◆ **Texte de l'exercice**
Dans Cœurs, elle tente de mettre du baume sur celui de son 
collègue agent 
immobilier Thierry (André Dussolier) en lui refilant des cassettes vidéo
 soporifiques, enregistrements de variétés religieuses, qu'il se force à
 regarder jusqu'au bout, profitant d'être seul quand sa petite sœur 
Gaëlle (Isabelle Carré), en mal d'amour, sort rejoindre ses tristes 
rencards, pour pouvoir faire face à sa sympathique collègue le lendemain
 
matin. Il découvre alors, au bout des vidéos et après une brève 
plage de "neige", d'autres enregistrements plus croustillants dans 
lesquels sa 
collègue folle en christ danse, donc, visage coupé par l'angle de 
caméra, en tenue sexy sur des rythmes peu catholiques. Mais en fait, ça ne concerne pas qu'Azéma. La plupart des 
personnages du film tentent d'aider leur prochain. Alors, certes, la 
méthode employée par Eli pour sauver Oskar de la noyade à la fin de Morse
 n'est pas franchement "resnairienne". N'empêche. Le coup de main est 
là. Comme un pont entre les films. Vous me direz peut-être que je 
force un peu la parenté. Et vous n'aurez pas tout à fait tort.

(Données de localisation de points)

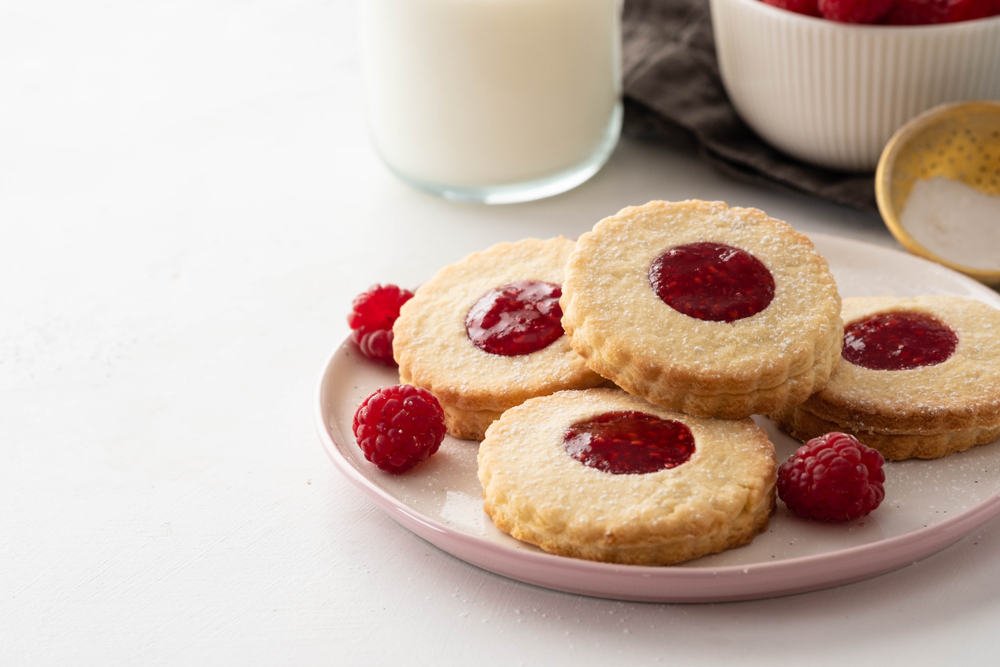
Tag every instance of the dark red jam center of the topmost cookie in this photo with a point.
(712, 281)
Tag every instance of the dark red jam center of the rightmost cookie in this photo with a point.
(898, 341)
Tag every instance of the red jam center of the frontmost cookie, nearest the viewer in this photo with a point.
(629, 443)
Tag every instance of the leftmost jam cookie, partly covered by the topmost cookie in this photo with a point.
(484, 334)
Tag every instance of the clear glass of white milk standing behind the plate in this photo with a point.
(493, 101)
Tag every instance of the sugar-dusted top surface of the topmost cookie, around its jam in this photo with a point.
(608, 298)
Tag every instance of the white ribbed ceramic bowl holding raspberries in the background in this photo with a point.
(832, 94)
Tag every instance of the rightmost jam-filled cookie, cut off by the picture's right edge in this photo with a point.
(920, 377)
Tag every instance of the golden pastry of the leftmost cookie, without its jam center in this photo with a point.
(432, 344)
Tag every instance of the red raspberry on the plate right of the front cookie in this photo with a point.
(832, 478)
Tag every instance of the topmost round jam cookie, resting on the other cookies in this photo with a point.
(702, 308)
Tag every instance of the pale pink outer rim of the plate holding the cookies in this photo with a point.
(673, 584)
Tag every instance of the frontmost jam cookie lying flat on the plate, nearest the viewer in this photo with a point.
(603, 475)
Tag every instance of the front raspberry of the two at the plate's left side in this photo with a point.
(397, 427)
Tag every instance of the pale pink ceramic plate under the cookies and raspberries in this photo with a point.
(929, 504)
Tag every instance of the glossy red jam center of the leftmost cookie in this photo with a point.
(518, 318)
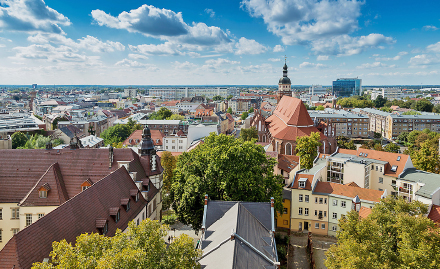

◆ **Consigne**
Extrayez en entier le texte sur les films Cœurs et Morse, sans y changer un seul mot.

◆ **Résultat de l'exercice**
Dans Cœurs, elle tente de mettre du baume sur celui de son 
collègue agent 
immobilier Thierry (André Dussolier) en lui refilant des cassettes vidéo
 soporifiques, enregistrements de variétés religieuses, qu'il se force à
 regarder jusqu'au bout, profitant d'être seul quand sa petite sœur 
Gaëlle (Isabelle Carré), en mal d'amour, sort rejoindre ses tristes 
rencards, pour pouvoir faire face à sa sympathique collègue le lendemain
 
matin. Il découvre alors, au bout des vidéos et après une brève 
plage de "neige", d'autres enregistrements plus croustillants dans 
lesquels sa 
collègue folle en christ danse, donc, visage coupé par l'angle de 
caméra, en tenue sexy sur des rythmes peu catholiques. Mais en fait, ça ne concerne pas qu'Azéma. La plupart des 
personnages du film tentent d'aider leur prochain. Alors, certes, la 
méthode employée par Eli pour sauver Oskar de la noyade à la fin de Morse
 n'est pas franchement "resnairienne". N'empêche. Le coup de main est 
là. Comme un pont entre les films. Vous me direz peut-être que je 
force un peu la parenté. Et vous n'aurez pas tout à fait tort.